Complete the following:
(1) Transcribe the review of Flight from a Firing Wall word for word, from "Tuesday, February 25, 2020" up to and including "not enjoy it.".
(2) Write the next part of the review of Flight from a Firing Wall, picking up after its final sentence.

Passage to read:
Start of Block

Tuesday, February 25, 2020

18. Flight from a Firing Wall by Baynard Kendrick

I should have read the introduction.  Actually, it is probably for the better that I didn't.  I had two major problems with this book, one that I noticed right from the beginning but got used to and the other that I started to pick up on as I read and that got worse and worse until the end and basically made me decide I did not enjoy it.

It is the story of a Cuban expat doctor, Antonio Carillo in Miami in 1960, with his heart and his wife still back in Cuba.  He is part of an anti-Castro/Communism Cuban society that is also funded by the CIA and other agencies, though portrayed very neutrally as just an old guy with a pipe who is playing cloak and dagger (this neutrality should have set my alarm bells off).  Carillo gets a call from a beautiful Cuban woman who wants him to meet a boat to treat a sick passenger, whom Carillo guesses immediately is a Cuban refugee.  What he doesn't guess and is floored by is when he goes to the boat and discovers that the refugee is his father-in-law, high-ranking member of the secret police who betrayed Castillo and his daughter when they tried to flee.  Castillo escaped with two bullet holes but left his wife behind, not knowing if she was alive or dead.

End of Block

Collected material:
Start of Block

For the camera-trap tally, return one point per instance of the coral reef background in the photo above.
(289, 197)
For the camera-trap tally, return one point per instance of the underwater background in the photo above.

End of Block

Responses to the exercise:
(1)
Tuesday, February 25, 2020

18. Flight from a Firing Wall by Baynard Kendrick

I should have read the introduction.  Actually, it is probably for the better that I didn't.  I had two major problems with this book, one that I noticed right from the beginning but got used to and the other that I started to pick up on as I read and that got worse and worse until the end and basically made me decide I did not enjoy it.

(2)
The first problem that I encountered was the dialogue. Castillo's mother was American and he went to a prep school in Connecticut, so it was reasonable that he would be perfectly bilingual and speak colloquial english. The english he used just sounded totally wrong, a mix of John D. MacDonald-esque early 60s clever speak and cliched hard-boiled private eye wisecracks.  There was a lot of verbiage in general that made reading it slow-going and then so many metaphors and wise cracks that you felt disconnected.  Worse, though, two Cuban expats speaking a mix of Spanish and English spoke like a bunch of camp counsellors in upstate New York.  It just didn't sound realistic.  I've met and hunt out with several perfectly bilingual Cuban-Americans and they do not talk like that.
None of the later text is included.